*STATED GOAL A*
Express the entries from the start through the line containing "[11,679,1013,793]" as a two-column CSV with the headers entry_text and answer. Use one row per entry, put each field in quotes, and turn line breaks into spaces.

*QUOTED TEXT*
┌──
The TSX 60 Index has surged 52% in the last 10 years, giving a 4.1% compounded annual return. The index barely beat inflation. One reason for the slow growth is the high composition of the energy and financial sectors on the TSX. The two tend to move in the opposite direction. You can invest in some dividend stocks that can beat the index and generate wealth in the long term by increasing your purchasing power.

Two cash-gushing dividend stocks that can beat the TSX

Whenever it comes to dividends, you often read about the big six banks, the telco trio, or REITs. However, some lesser-known small and mid-cap stocks are emerging as fast-growing dividend payers. These stocks carry some risk but can help you diversify your dividend portfolio and beat the TSX with their dividend growth.

Cogeco Communications

Cogeco Communications (TSX:CCA) is an internet services provider that also offers cable television, radio and television broadcasting, and telephony services in Ontario and Quebec, and in 11 states along the east coast of the United States. The company is investing in infrastructure as it expands into mobile services. Unlike the big three telcos that invest billions in 5G and mobile network infrastructure, Cogeco is relatively new in mobile connectivity.
└──
*EXTRACTED DATA*
┌──
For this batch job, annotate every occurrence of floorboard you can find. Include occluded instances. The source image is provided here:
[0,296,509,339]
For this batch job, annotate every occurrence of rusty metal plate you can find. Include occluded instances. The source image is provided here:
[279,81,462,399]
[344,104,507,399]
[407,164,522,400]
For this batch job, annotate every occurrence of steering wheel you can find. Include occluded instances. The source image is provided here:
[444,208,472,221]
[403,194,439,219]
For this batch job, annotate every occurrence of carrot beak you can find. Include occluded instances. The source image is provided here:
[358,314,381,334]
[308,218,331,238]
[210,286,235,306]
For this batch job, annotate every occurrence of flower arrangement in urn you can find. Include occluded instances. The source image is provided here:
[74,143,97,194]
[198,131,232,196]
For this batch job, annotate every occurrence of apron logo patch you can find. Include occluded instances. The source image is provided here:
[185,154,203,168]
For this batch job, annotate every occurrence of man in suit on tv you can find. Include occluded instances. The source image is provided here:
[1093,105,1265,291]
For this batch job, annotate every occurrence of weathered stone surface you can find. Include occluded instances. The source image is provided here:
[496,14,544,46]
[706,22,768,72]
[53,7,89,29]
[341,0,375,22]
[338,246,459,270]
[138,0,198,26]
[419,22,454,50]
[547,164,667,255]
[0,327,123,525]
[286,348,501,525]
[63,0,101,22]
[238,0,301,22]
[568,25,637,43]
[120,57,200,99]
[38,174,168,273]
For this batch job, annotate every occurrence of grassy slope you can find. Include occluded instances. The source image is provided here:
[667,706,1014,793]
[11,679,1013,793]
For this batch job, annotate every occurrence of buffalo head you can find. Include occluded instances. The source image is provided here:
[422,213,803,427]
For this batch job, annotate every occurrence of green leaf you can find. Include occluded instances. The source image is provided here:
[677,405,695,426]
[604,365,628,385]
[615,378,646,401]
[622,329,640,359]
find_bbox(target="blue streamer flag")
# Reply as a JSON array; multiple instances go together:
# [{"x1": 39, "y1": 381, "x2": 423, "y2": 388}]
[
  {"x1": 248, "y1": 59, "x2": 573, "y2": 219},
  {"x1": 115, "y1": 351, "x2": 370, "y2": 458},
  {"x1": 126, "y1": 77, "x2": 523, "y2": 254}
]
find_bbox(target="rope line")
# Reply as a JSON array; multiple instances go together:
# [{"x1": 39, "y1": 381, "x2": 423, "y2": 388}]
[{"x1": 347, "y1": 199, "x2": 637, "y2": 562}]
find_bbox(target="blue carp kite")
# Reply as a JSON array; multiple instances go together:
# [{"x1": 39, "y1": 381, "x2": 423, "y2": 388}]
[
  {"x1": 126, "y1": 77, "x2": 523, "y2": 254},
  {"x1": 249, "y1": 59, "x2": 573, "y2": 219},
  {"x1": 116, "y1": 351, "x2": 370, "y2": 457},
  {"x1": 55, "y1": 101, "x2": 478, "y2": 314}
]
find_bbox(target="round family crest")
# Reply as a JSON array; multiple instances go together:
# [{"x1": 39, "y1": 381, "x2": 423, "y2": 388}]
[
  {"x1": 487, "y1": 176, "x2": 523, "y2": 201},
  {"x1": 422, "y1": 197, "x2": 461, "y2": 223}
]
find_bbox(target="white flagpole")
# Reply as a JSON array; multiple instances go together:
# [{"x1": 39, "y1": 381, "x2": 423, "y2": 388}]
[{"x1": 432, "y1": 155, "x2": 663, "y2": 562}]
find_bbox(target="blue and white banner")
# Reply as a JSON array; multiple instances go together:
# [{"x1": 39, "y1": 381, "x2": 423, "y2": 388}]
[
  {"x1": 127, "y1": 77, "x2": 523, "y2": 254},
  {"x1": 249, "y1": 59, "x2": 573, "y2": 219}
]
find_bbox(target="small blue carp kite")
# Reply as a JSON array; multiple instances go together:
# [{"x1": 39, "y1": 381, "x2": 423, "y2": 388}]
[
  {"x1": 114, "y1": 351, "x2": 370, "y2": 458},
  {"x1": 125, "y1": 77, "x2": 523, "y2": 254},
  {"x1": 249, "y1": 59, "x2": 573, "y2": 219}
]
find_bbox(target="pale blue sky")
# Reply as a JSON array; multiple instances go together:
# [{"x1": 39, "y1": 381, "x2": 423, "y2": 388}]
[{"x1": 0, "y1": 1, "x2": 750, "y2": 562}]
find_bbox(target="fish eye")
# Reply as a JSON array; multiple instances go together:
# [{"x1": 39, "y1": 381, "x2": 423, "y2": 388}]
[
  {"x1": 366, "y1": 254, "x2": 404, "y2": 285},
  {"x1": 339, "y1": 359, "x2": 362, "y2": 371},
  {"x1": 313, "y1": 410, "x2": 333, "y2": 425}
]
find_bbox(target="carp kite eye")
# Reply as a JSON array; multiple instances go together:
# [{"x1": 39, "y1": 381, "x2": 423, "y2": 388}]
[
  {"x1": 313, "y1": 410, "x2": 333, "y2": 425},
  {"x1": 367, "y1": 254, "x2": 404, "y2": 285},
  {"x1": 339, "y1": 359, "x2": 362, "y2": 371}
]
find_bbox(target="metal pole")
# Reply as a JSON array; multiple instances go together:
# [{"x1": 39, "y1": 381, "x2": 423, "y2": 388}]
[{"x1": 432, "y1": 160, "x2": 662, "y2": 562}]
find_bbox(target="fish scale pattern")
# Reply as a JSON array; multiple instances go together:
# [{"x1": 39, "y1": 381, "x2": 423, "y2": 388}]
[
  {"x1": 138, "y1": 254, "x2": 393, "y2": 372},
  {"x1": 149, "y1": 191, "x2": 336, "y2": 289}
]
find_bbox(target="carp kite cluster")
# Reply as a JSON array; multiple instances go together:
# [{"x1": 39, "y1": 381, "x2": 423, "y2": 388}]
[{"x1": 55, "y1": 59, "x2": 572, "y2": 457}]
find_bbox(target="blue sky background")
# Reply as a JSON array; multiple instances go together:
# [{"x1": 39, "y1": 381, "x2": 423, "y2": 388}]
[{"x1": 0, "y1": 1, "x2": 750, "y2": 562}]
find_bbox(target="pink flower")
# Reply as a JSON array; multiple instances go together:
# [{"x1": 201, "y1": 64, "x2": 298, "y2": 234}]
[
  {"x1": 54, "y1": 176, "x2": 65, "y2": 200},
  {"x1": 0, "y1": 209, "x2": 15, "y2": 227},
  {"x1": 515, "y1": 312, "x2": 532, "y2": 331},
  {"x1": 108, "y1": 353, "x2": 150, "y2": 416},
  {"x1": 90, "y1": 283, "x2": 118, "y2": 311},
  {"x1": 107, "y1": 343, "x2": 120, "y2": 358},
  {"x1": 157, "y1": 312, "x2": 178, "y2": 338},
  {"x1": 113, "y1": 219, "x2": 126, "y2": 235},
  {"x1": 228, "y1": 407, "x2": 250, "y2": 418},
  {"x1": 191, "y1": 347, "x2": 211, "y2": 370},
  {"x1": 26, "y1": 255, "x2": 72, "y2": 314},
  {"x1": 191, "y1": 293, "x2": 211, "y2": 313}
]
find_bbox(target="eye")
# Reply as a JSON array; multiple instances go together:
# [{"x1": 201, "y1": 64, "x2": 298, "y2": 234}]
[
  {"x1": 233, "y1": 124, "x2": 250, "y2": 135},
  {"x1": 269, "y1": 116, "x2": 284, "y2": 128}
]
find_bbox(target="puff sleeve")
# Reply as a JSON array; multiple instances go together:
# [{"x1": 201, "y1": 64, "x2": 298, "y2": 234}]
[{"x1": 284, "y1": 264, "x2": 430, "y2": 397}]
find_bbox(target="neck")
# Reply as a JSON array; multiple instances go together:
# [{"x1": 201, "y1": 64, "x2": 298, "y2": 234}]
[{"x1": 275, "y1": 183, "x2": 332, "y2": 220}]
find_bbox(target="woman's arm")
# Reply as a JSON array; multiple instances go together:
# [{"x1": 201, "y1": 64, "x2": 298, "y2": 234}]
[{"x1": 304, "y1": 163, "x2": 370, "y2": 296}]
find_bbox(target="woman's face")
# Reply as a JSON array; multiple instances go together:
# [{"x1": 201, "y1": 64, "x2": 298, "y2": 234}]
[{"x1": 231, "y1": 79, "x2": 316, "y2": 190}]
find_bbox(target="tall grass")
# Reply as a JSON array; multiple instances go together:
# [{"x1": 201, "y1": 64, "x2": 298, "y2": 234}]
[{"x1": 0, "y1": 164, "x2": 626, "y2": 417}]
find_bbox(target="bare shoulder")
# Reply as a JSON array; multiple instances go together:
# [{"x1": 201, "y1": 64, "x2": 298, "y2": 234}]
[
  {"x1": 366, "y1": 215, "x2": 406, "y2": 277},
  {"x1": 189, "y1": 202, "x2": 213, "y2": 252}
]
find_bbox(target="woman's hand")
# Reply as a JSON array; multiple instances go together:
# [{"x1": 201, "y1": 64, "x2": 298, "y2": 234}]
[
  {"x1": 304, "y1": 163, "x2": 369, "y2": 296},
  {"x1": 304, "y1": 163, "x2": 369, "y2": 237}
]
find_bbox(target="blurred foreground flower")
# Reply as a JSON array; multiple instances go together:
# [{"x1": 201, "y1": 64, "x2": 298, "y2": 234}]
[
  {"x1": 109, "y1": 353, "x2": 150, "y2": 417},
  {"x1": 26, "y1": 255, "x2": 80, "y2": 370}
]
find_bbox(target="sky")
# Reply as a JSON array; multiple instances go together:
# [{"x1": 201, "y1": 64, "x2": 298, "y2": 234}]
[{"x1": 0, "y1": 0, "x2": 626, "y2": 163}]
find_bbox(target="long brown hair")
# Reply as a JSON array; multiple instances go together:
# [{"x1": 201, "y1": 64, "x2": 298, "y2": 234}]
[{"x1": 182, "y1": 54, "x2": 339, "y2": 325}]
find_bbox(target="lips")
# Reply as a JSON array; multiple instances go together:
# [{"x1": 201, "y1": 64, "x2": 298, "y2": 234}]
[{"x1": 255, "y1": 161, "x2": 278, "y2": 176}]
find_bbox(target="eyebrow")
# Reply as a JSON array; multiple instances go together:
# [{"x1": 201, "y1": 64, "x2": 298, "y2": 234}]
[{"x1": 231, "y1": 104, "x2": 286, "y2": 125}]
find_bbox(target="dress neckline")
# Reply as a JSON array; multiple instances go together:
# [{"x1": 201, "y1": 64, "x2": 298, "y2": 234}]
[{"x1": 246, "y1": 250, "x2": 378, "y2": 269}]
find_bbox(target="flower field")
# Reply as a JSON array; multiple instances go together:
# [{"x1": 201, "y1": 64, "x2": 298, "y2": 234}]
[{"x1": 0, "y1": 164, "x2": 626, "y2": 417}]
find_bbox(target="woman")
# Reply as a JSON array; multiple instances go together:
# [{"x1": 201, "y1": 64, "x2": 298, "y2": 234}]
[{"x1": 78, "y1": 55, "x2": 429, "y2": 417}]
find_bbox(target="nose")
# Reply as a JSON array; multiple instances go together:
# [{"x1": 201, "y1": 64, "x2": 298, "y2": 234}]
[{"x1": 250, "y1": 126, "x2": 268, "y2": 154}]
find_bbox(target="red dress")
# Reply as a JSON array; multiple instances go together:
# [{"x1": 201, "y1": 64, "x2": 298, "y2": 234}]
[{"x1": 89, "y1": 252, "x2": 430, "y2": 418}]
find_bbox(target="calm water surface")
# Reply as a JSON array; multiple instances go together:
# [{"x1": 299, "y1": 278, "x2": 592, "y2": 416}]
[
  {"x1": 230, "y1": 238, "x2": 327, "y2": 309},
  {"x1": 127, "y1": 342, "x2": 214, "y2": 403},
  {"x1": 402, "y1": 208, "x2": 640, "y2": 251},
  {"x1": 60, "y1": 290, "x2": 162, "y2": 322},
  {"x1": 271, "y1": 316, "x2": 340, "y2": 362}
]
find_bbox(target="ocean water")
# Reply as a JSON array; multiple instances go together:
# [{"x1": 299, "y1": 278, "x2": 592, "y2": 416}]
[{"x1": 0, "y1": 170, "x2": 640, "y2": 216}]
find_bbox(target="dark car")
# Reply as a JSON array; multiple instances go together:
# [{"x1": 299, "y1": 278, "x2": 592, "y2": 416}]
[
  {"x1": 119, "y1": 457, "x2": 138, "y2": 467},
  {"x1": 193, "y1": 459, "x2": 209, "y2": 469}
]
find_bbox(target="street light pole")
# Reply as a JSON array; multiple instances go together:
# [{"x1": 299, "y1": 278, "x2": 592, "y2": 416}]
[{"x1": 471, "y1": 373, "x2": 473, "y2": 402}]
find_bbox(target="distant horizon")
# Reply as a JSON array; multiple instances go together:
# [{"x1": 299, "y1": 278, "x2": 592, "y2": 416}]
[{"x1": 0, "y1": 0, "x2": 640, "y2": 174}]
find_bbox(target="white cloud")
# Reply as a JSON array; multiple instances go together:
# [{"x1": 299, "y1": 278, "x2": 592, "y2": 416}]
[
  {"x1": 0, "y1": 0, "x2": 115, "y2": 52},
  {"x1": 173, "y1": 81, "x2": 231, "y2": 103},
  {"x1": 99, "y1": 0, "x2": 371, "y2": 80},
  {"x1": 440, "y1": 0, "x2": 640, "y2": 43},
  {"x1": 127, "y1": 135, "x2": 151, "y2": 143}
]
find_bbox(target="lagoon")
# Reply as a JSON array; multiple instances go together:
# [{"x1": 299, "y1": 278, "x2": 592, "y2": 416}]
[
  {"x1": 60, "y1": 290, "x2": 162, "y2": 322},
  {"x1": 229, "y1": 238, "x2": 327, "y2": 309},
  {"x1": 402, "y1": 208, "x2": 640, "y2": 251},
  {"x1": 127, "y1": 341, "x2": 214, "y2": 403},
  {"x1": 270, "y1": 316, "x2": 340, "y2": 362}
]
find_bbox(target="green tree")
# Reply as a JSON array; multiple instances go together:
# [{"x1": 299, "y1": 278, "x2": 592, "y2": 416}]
└──
*STATED GOAL B*
Rewrite the stretch of the dividend stocks passage from "The TSX 60 Index" through "their dividend growth.", changing "TSX" to "Toronto Stock Exchange" everywhere it appears.

*COMPLETE OUTPUT A*
entry_text,answer
"For this batch job, annotate every occurrence of floorboard you can find. Include occluded instances. The source image is provided here:","[0,296,509,339]"
"For this batch job, annotate every occurrence of rusty metal plate you can find. Include occluded instances. The source image is provided here:","[279,81,462,399] [344,104,507,399] [407,164,522,400]"
"For this batch job, annotate every occurrence of steering wheel you can find. Include occluded instances. The source image is provided here:","[444,208,472,221] [403,194,439,219]"
"For this batch job, annotate every occurrence of carrot beak you can find. Include occluded instances. The source image is provided here:","[358,314,381,334] [308,218,331,238] [210,286,235,306]"
"For this batch job, annotate every occurrence of flower arrangement in urn you can find. Include occluded instances. The source image is provided here:","[74,143,97,194] [198,131,232,196]"
"For this batch job, annotate every occurrence of apron logo patch you can find. Include occluded instances. The source image is provided here:","[185,154,203,168]"
"For this batch job, annotate every occurrence of man in suit on tv you can find. Include occluded instances. The source image is provided here:","[1093,105,1265,291]"
"For this batch job, annotate every occurrence of weathered stone surface you can find. Include occluded instances. The source image is provided here:","[496,14,544,46] [706,22,768,72] [53,7,89,29] [341,0,375,22] [338,246,459,270] [138,0,198,26] [419,22,454,50] [547,164,667,255] [0,327,123,525] [286,348,501,525] [63,0,101,22] [238,0,301,22] [568,25,637,43] [120,57,200,99] [38,174,168,273]"
"For this batch job, annotate every occurrence of grassy slope you can find. Include occluded instances. The source image is provided here:","[667,706,1014,793] [11,679,1013,793]"

*COMPLETE OUTPUT B*
The Toronto Stock Exchange 60 Index has surged 52% in the last 10 years, giving a 4.1% compounded annual return. The index barely beat inflation. One reason for the slow growth is the high composition of the energy and financial sectors on the Toronto Stock Exchange. The two tend to move in the opposite direction. You can invest in some dividend stocks that can beat the index and generate wealth in the long term by increasing your purchasing power.

Two cash-gushing dividend stocks that can beat the Toronto Stock Exchange

Whenever it comes to dividends, you often read about the big six banks, the telco trio, or REITs. However, some lesser-known small and mid-cap stocks are emerging as fast-growing dividend payers. These stocks carry some risk but can help you diversify your dividend portfolio and beat the Toronto Stock Exchange with their dividend growth.